### Extract
Hi! I am needing to use a server that will allow me to run some pretty expensive tasks on it. For example I am wanting to receive a file from the client, then compress it using FFMPEG, then upload the smaller, compressed file to cloud storage. I have tried to use Firebase functions and Cloud Run but the timeout limits on those don’t give me enough time to run everything that I need to. Any recommendations on what would be best to use here? This is really the only expensive server side task that I need to run, but will be running it fairly often. Is something like App Engine or VM’s in Compute Engine probably my best best? These kinds of services would be a decent amount more expensive than Firebase Functions and Cloud Run right??
Too long a runtime for a v2 cloud function too? Do cloud run jobs have a time limit?
One option, tho maybe overengineered is make a pub/sub subscriber and run it in kubernetes. You can then scale out on queue size or queue depth if you have multiple jobs, and use a combination of pod and node autoscaling to somewhat minimize costs. You can also maybe consider committed use discounts and / or preemptible instances to save money
I think the best approach would be storing the file on GCS, then configure the bucket to send a Pub/Sub message that would receive the Cloud Function, which would then process the image and store it on another GCS Bucket.

### Problem description
Amend the passage of the thread on long-running server tasks that begins with the words containing "Hi! I am needing" and ends with "Cloud Run right??", putting "HandBrake" wherever "FFMPEG" appears.

### Data extract
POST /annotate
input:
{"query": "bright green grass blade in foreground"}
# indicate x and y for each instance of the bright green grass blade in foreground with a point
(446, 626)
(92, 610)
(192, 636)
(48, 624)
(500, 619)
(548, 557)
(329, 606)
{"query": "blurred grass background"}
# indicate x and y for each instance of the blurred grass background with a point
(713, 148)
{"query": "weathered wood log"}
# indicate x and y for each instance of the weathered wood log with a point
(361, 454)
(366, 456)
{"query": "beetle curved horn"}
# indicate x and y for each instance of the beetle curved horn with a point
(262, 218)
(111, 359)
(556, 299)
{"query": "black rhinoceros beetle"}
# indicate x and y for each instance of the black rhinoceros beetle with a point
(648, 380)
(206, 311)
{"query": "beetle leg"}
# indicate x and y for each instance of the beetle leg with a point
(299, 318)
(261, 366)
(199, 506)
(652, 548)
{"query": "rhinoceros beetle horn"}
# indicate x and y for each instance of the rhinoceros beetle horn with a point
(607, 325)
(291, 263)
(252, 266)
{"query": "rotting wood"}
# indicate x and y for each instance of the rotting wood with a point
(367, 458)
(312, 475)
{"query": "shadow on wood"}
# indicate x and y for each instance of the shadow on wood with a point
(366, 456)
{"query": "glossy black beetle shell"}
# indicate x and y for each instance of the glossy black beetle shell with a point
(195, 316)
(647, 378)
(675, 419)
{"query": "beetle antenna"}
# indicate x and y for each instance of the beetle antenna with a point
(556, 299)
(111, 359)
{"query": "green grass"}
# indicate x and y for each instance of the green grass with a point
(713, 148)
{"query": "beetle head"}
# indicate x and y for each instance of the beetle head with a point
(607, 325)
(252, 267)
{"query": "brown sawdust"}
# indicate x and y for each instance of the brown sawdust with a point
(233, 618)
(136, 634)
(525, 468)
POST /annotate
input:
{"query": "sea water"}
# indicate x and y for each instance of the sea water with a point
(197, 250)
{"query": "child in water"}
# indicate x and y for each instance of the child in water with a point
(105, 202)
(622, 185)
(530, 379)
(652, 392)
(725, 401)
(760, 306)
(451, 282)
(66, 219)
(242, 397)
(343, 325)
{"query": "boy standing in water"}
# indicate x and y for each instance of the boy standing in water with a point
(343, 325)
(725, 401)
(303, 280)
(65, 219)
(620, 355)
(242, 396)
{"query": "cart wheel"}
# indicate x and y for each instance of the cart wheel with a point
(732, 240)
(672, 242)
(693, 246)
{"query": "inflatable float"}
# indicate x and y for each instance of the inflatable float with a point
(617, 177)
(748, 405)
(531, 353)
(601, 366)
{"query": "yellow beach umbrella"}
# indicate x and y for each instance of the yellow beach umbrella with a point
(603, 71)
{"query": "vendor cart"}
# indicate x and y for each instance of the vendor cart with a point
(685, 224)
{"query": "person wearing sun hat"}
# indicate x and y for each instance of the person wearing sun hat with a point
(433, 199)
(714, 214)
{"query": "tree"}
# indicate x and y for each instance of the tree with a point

### Completed exercise
Hi! I am needing to use a server that will allow me to run some pretty expensive tasks on it. For example I am wanting to receive a file from the client, then compress it using HandBrake, then upload the smaller, compressed file to cloud storage. I have tried to use Firebase functions and Cloud Run but the timeout limits on those don’t give me enough time to run everything that I need to. Any recommendations on what would be best to use here? This is really the only expensive server side task that I need to run, but will be running it fairly often. Is something like App Engine or VM’s in Compute Engine probably my best best? These kinds of services would be a decent amount more expensive than Firebase Functions and Cloud Run right??